What the task asks:
Up to and including the line with "# spot one keypoint per instance of the person in", output the records exactly as they appear.

[Recorded data]
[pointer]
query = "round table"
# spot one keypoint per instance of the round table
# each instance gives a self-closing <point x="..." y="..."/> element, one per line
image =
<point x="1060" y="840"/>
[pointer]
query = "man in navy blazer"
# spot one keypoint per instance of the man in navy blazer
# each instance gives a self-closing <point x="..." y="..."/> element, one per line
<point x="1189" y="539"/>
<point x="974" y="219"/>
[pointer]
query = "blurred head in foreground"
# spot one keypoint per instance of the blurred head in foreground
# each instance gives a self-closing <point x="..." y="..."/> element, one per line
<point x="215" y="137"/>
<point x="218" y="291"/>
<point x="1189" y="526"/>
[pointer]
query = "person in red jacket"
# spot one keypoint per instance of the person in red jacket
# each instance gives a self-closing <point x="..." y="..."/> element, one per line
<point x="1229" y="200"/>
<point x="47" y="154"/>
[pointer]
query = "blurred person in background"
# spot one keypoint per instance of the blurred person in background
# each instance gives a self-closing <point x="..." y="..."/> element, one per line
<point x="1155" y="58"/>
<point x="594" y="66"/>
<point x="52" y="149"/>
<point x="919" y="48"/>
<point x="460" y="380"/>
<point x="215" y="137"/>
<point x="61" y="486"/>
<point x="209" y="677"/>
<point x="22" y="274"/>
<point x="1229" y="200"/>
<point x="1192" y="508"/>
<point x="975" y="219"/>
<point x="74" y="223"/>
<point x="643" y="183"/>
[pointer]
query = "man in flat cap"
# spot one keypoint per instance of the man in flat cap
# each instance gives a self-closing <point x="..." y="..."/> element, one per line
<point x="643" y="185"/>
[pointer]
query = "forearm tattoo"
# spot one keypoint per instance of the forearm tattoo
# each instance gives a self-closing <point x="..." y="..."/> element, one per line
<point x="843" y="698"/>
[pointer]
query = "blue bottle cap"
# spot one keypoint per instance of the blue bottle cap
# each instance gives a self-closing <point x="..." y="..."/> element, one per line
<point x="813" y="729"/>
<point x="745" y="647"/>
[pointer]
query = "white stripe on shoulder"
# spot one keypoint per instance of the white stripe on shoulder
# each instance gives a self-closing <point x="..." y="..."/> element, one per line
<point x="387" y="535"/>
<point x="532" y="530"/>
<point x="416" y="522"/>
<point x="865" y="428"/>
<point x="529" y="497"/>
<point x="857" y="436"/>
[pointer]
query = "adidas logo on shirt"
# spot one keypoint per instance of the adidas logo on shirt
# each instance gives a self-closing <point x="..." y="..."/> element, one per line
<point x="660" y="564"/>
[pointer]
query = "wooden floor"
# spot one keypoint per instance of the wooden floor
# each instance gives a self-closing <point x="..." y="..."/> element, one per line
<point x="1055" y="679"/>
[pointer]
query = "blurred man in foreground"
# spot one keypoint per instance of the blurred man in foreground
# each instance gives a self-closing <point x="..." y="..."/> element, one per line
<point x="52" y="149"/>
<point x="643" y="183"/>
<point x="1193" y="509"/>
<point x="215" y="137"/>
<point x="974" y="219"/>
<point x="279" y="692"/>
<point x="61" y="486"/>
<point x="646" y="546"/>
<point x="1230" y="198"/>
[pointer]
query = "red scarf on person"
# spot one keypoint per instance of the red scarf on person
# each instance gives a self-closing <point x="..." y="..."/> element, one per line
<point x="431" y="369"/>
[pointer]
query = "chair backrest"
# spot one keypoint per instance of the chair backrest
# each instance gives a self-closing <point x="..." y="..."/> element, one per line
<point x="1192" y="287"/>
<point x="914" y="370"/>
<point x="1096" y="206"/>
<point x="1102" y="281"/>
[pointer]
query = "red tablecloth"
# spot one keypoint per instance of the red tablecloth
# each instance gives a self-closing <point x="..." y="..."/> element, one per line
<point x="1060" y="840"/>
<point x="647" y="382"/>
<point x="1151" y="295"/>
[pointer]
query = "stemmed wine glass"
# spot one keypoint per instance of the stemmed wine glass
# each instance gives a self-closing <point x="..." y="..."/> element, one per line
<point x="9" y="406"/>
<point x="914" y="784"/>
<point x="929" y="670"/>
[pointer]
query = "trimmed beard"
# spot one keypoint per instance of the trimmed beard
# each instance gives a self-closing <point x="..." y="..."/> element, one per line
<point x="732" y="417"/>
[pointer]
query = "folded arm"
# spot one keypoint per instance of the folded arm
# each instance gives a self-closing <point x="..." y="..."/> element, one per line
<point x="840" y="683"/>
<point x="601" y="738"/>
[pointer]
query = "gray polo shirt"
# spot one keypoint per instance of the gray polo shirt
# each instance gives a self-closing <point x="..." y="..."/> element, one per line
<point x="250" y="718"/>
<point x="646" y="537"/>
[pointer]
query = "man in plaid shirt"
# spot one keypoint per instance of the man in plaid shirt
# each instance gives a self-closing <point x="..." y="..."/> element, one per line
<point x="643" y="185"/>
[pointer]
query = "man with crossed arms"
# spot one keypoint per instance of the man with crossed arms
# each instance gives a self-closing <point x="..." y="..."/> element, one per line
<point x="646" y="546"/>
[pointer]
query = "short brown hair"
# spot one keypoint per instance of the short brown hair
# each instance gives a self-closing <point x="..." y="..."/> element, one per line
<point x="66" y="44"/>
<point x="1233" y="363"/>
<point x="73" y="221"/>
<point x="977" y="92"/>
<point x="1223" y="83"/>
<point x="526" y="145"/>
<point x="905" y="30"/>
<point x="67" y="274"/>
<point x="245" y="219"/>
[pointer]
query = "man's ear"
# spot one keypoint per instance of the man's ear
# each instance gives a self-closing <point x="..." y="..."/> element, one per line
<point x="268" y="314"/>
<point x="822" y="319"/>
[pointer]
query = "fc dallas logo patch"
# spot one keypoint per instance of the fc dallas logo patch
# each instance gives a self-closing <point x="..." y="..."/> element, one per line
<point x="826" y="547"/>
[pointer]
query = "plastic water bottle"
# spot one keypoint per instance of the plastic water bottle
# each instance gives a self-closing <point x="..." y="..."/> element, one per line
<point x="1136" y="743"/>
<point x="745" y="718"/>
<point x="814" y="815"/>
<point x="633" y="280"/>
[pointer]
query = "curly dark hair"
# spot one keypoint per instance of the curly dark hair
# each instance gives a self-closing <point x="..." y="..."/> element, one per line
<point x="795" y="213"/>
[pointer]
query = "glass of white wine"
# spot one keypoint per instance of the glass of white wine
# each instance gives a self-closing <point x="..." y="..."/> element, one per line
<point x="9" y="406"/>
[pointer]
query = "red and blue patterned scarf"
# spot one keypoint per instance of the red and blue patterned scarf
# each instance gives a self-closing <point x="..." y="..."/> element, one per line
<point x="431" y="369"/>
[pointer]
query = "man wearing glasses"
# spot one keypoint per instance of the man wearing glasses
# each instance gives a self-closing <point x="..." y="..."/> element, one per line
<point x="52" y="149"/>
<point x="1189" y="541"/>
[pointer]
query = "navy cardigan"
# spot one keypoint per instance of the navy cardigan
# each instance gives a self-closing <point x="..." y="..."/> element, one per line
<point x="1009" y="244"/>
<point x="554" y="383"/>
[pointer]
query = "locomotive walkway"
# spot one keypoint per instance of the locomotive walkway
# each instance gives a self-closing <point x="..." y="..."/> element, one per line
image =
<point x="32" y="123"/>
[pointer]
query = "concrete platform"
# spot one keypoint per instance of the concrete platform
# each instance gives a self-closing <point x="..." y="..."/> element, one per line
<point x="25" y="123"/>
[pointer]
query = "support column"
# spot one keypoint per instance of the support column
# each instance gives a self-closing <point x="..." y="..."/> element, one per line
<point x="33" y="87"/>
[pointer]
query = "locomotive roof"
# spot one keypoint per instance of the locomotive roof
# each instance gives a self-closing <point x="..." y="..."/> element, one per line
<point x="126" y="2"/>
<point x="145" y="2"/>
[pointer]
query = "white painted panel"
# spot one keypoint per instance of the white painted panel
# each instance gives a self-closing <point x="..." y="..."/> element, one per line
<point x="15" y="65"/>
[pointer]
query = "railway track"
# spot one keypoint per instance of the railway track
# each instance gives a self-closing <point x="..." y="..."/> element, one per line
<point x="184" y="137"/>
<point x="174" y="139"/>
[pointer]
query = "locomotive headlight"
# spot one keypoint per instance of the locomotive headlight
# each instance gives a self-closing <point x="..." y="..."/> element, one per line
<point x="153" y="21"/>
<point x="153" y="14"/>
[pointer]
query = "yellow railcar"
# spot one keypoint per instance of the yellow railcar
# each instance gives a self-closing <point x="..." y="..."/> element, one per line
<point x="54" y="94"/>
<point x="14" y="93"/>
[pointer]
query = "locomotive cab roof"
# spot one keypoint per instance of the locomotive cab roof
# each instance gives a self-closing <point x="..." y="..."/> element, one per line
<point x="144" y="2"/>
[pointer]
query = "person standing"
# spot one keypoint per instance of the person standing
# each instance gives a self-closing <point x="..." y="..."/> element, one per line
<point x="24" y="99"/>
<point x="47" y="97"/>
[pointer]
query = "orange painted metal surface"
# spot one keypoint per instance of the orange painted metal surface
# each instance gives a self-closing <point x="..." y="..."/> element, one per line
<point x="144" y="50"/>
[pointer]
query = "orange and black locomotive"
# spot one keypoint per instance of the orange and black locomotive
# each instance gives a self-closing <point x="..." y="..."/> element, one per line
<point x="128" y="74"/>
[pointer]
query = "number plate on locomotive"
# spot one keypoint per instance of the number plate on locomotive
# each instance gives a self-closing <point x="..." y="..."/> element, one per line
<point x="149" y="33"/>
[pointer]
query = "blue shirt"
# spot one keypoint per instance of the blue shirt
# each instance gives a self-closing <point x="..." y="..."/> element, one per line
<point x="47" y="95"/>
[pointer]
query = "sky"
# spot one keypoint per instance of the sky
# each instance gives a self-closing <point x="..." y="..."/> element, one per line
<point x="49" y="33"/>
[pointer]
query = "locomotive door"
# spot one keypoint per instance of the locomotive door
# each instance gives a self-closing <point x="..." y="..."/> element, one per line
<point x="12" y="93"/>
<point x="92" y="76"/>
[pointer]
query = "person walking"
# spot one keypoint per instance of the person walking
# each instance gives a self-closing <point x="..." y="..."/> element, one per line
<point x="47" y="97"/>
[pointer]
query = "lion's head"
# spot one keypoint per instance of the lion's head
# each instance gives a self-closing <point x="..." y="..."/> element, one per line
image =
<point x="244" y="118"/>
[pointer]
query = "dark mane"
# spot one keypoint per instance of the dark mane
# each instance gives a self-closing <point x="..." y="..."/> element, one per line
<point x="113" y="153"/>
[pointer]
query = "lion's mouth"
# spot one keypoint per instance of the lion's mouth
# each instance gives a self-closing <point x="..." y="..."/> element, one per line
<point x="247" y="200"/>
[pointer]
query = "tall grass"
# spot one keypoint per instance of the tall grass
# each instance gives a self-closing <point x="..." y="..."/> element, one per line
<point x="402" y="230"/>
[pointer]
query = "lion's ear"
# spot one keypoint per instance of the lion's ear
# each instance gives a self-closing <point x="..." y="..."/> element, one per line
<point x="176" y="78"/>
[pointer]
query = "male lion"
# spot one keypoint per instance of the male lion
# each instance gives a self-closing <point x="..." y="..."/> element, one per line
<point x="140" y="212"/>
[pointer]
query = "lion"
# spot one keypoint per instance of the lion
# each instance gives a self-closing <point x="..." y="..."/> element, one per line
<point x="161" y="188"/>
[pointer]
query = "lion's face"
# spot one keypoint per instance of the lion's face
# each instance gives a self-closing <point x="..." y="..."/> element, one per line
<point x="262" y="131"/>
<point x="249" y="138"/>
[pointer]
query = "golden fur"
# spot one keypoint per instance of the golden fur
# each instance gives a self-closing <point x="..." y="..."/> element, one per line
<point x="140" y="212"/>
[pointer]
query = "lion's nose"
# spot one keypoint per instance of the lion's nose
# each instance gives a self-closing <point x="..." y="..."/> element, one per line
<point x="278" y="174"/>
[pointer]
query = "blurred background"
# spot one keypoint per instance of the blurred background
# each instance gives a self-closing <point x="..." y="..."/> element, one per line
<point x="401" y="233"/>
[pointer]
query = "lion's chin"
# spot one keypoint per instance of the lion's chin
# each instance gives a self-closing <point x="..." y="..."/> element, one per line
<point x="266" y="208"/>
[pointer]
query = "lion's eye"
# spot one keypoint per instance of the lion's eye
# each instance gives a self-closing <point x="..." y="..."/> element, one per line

Output of the task:
[pointer]
query = "round table"
# spot one keypoint per instance of the round table
# each instance gives a self-closing <point x="..." y="..."/> element, one per line
image =
<point x="1060" y="840"/>
[pointer]
query = "man in navy blazer"
# spot one keypoint per instance of the man in navy blazer
# each instance gives a self-closing <point x="..." y="..."/> element, one per line
<point x="1189" y="539"/>
<point x="974" y="219"/>
[pointer]
query = "blurred head in foreground"
# spot one keypoint per instance of the blurred head in foreground
# each instance gives a self-closing <point x="..." y="..."/> element, one per line
<point x="215" y="137"/>
<point x="218" y="291"/>
<point x="1189" y="526"/>
[pointer]
query = "person in red jacket"
# spot one keypoint per instance of the person in red jacket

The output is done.